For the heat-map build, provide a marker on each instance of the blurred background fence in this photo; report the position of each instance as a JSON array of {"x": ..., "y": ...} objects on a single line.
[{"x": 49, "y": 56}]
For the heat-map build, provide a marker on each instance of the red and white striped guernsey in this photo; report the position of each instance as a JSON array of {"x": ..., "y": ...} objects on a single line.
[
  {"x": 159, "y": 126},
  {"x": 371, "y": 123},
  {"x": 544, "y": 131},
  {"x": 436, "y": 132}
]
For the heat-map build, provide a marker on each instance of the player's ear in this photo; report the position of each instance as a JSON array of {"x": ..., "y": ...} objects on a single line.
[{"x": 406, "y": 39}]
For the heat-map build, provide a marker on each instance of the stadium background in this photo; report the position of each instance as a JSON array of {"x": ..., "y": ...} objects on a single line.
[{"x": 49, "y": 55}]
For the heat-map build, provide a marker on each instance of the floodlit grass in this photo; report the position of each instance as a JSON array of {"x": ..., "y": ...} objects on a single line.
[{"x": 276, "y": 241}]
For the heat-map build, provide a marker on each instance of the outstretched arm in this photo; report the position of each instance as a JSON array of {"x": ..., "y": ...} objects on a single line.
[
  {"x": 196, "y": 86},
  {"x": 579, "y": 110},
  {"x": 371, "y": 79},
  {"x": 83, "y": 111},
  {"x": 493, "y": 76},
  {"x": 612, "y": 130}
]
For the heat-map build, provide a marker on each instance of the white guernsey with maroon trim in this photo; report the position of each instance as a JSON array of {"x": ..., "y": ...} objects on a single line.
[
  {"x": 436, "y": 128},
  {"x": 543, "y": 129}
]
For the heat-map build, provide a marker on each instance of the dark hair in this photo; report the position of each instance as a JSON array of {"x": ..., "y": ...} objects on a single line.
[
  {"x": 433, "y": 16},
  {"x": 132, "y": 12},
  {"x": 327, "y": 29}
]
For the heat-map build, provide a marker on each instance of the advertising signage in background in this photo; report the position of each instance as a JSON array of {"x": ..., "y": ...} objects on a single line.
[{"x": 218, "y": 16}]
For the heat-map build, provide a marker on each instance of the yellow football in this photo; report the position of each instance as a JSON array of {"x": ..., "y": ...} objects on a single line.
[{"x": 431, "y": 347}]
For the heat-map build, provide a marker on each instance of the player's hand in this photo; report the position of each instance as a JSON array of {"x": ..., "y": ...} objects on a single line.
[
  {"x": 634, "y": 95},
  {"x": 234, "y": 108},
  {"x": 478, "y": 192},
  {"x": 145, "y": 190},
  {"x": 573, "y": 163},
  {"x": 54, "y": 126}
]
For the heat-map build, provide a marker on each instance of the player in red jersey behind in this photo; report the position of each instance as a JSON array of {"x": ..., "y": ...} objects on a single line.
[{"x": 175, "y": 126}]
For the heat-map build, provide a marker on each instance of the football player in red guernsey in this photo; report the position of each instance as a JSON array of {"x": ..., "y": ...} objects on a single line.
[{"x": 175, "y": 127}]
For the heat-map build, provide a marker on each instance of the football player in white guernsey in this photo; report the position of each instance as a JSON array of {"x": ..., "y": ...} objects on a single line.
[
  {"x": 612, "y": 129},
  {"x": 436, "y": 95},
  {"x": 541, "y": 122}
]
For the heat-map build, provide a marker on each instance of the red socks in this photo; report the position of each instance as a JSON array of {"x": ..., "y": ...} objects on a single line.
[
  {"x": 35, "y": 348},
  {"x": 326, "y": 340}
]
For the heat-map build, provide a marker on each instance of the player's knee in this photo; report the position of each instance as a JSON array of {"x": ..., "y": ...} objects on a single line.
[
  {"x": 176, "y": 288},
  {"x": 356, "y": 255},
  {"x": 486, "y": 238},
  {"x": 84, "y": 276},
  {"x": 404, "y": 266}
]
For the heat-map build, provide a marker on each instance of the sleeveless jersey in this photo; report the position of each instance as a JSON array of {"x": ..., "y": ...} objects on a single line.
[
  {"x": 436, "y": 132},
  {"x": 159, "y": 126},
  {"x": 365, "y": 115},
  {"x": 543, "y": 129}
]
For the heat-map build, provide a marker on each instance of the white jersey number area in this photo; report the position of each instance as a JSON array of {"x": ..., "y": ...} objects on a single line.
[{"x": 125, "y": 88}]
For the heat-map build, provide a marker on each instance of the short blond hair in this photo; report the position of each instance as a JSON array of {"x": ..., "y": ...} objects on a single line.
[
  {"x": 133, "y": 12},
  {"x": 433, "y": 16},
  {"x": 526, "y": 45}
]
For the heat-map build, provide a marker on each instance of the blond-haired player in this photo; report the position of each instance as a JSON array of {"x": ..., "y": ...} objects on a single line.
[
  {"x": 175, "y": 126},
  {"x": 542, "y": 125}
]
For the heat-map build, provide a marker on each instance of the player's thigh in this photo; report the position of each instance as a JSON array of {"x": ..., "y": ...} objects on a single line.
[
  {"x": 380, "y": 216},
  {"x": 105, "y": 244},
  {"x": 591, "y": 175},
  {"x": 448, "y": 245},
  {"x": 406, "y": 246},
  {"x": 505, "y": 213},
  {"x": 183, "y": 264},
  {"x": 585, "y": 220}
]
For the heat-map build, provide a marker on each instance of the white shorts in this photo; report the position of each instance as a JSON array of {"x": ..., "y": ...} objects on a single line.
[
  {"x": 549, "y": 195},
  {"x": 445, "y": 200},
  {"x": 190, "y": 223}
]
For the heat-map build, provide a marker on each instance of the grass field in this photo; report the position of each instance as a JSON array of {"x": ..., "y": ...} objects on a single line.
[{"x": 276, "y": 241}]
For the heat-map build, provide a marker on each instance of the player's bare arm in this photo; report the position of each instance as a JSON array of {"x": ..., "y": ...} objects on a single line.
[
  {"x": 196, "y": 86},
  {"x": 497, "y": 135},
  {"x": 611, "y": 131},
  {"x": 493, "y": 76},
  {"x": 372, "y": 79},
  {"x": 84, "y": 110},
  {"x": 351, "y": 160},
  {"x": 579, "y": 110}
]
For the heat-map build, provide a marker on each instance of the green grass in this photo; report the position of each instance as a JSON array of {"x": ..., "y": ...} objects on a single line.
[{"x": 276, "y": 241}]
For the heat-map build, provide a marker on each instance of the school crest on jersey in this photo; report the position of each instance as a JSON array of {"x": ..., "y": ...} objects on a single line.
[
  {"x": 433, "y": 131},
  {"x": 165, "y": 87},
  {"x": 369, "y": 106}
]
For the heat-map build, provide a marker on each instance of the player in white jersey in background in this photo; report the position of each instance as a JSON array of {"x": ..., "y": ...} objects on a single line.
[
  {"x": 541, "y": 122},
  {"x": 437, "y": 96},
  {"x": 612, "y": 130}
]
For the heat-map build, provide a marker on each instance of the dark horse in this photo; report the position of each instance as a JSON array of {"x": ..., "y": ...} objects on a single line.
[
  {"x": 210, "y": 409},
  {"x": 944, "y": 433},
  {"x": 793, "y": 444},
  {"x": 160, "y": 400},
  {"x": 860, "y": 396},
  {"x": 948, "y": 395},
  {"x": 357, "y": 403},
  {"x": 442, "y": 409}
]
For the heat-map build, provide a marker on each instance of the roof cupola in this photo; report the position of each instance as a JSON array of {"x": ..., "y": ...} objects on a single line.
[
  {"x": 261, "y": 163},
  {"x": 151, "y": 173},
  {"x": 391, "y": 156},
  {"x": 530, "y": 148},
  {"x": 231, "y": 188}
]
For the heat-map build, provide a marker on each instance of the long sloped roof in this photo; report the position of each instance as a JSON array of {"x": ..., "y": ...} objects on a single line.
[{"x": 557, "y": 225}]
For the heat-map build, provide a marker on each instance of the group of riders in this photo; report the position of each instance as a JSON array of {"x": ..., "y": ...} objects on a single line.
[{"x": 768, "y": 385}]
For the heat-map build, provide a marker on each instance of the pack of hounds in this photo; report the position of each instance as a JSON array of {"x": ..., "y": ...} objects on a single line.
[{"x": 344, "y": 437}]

» Required work:
Repeat word for word every line from the one that holds "of the group" to the end. Both ends count.

» Correct response:
For the heat-map build, provide a marker on each instance of the group of riders in this photo; report the position of each instance as a JSON array of {"x": ..., "y": ...} objects on a single line.
[{"x": 768, "y": 385}]
For the heat-map build, provide a marker on each instance of the pack of hounds in this photo; report the position of each instance as a JSON array of {"x": ..., "y": ...} objects on a single line.
[{"x": 344, "y": 437}]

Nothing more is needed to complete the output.